The proposal for depository institutions that maintain 100% reserves goes back to the Great Depression and is attributed to a group economists at the University of Chicago in response to the Great Depression. In 1933 the group wrote a memo (signed by Frank Knight) to Henry Wallace who then sent a letter to President Roosevelt. The memo describes the plan for how to guarantee bank deposits by requiring banks to maintain 100% reserves as well as the separation of the "Deposit and Lending functions of existing commercial banks." [p.3].

In 1939, a group of academic economists circulated "A Program for Monetary Reform" that also emphasized the need for 100% reserves. This policy plan was also supported by other well-known monetary economists such as Irving Fisher (who corresponded frequently with Roosevelt), Milton Friedman, and James Tobin, see Phillips (1992) and Benes and Kumhof (2012) for references and a more detailed description of the plan’s history.

According to Hart (1935), the proposal called for "the radical reform of the American banking system by requiring reserves of 100 percent against all deposits..." and had some support in the political world.

Friedman (1959, Ch. 3) adopted the Chicago plan and went even further by suggesting that interest be paid on the 100% reserves (by the Fed, or from a special budget allocated by the Treasury). According to Friedman, if the banking industry is competitive, this interest would also benefit depositors as some of the interest would pass-through on to depositors and therefore encourage savings. It would also compensate banks for their loss of revenue from reducing or terminating their lending activities.

In June 1934, bills were introduced in both houses of Congress requiring the "maintenance of 100 percent reserve against chequing deposits." In other words, the plans calls for a total separation of the credit functions of banks from deposit-taking related services, so that all deposits would be 100% backed by government-issued money.

•••

— Exercise description —
Please continue the passage above on the 100% reserve banking proposal, starting after its final sentence. The lines after this point are separate material and are not part of the passage on the 100% reserve banking proposal.

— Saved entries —
•••

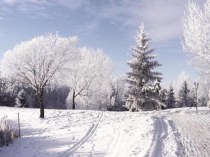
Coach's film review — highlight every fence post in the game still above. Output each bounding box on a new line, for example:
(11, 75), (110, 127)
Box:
(18, 112), (20, 138)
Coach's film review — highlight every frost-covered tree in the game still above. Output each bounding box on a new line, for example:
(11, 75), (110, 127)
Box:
(125, 24), (161, 111)
(182, 0), (210, 93)
(1, 34), (77, 118)
(178, 81), (192, 107)
(207, 90), (210, 108)
(15, 89), (27, 107)
(66, 48), (112, 109)
(166, 85), (176, 108)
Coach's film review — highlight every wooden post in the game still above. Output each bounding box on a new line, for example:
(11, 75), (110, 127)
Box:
(18, 113), (20, 138)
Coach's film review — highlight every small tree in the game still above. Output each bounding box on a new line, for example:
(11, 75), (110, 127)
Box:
(15, 89), (28, 107)
(166, 85), (176, 108)
(208, 90), (210, 108)
(178, 81), (192, 107)
(1, 34), (77, 118)
(125, 24), (161, 111)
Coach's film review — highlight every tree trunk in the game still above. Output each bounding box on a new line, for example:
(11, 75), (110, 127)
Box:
(37, 88), (44, 118)
(72, 90), (76, 110)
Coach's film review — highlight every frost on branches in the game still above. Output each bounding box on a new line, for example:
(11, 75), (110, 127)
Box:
(125, 24), (162, 111)
(182, 0), (210, 93)
(15, 89), (28, 107)
(1, 34), (77, 118)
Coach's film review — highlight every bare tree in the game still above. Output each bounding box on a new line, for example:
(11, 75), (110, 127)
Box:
(2, 34), (77, 118)
(66, 48), (112, 109)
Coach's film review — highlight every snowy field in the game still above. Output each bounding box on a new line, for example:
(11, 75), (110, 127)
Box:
(0, 107), (210, 157)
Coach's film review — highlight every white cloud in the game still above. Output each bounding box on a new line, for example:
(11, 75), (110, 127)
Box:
(0, 0), (204, 43)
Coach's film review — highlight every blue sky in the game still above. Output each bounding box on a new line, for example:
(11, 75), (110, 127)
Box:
(0, 0), (201, 82)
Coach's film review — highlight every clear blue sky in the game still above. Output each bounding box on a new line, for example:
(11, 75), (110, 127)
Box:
(0, 0), (201, 81)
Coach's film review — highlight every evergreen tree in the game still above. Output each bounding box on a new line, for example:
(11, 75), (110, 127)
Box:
(16, 89), (27, 107)
(178, 81), (193, 107)
(166, 86), (176, 108)
(125, 24), (161, 111)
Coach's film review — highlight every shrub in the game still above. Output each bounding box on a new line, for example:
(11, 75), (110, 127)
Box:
(0, 116), (17, 147)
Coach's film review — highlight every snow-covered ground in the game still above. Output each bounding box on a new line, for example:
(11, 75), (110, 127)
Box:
(0, 107), (210, 157)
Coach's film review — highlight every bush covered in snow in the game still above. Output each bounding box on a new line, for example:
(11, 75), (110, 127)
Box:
(0, 116), (17, 147)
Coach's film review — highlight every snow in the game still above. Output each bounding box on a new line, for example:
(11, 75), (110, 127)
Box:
(0, 107), (210, 157)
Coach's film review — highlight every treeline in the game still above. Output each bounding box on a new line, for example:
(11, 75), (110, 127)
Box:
(0, 78), (125, 111)
(161, 81), (208, 109)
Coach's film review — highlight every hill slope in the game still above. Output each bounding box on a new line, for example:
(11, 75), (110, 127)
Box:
(0, 107), (210, 157)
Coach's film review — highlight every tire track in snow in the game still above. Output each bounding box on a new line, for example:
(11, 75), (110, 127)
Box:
(145, 117), (168, 157)
(59, 112), (103, 157)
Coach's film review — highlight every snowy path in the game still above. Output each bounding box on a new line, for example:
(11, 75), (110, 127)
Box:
(59, 112), (103, 157)
(0, 107), (210, 157)
(170, 110), (210, 157)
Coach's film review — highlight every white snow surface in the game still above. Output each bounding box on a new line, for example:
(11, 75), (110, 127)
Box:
(0, 107), (210, 157)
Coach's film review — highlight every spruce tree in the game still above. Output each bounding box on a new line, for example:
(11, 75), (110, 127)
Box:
(166, 85), (176, 108)
(178, 81), (193, 107)
(125, 24), (161, 111)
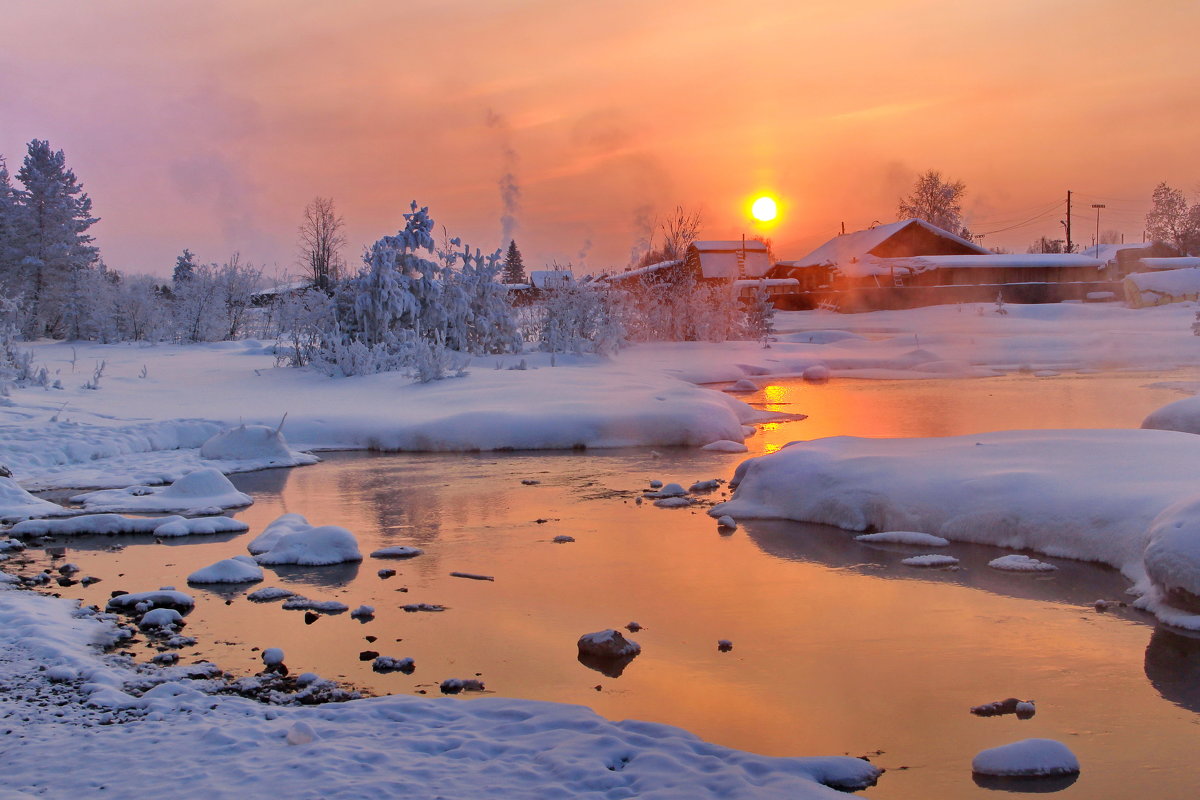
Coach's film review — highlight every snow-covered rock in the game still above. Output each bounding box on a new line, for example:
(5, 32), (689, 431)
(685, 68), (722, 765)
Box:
(246, 587), (296, 603)
(971, 739), (1079, 777)
(578, 627), (642, 658)
(108, 589), (196, 613)
(1142, 497), (1200, 614)
(10, 513), (250, 539)
(854, 530), (950, 547)
(900, 553), (959, 567)
(254, 525), (362, 566)
(701, 439), (750, 452)
(988, 553), (1058, 572)
(371, 545), (425, 559)
(642, 483), (688, 498)
(246, 513), (312, 555)
(71, 467), (254, 513)
(138, 608), (184, 630)
(200, 425), (312, 467)
(187, 555), (263, 584)
(0, 477), (78, 522)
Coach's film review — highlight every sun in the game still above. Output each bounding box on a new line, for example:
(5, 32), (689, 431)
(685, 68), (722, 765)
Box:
(750, 197), (779, 222)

•••

— Response below —
According to Benes and Kumhof (2012), the Chicago Plan was never adopted as law due to strong resistance from the banking industry.

Quoting from Fisher (1936), Fisher’s classic endorsement of the plan:

"I have come to believe that the plan, properly worked out and applied, is incomparably the best proposal ever offered for speedily and permanently solving the problem of depressions; for it would remove the chief cause of both booms and depressions, namely the instability of demand deposits, tied as they are now, to bank loans."

On page 15, Fisher writes:
"This means that in practice each commercial bank would be split into two departments, one a warehouse for money, the checking department, and the other the money lending department, virtually a savings bank or investment bank." 

Common critique of narrow banking

Critics of the narrow banking proposal correctly point out that narrow banking will not fix the financial sector because loans will be pushed into shadow banking which is harder to regulate.

This line of criticism is correct, but misses the point: Narrow banking has only one purpose: To eliminate fractional-reserve banking that has never worked and always relied on taxpayer money. By separating deposits from lending and any other financial instruments, government may have finally possess  the political power to refuse to bailout financial institutions because deposits' money will be backed by 100% reserves.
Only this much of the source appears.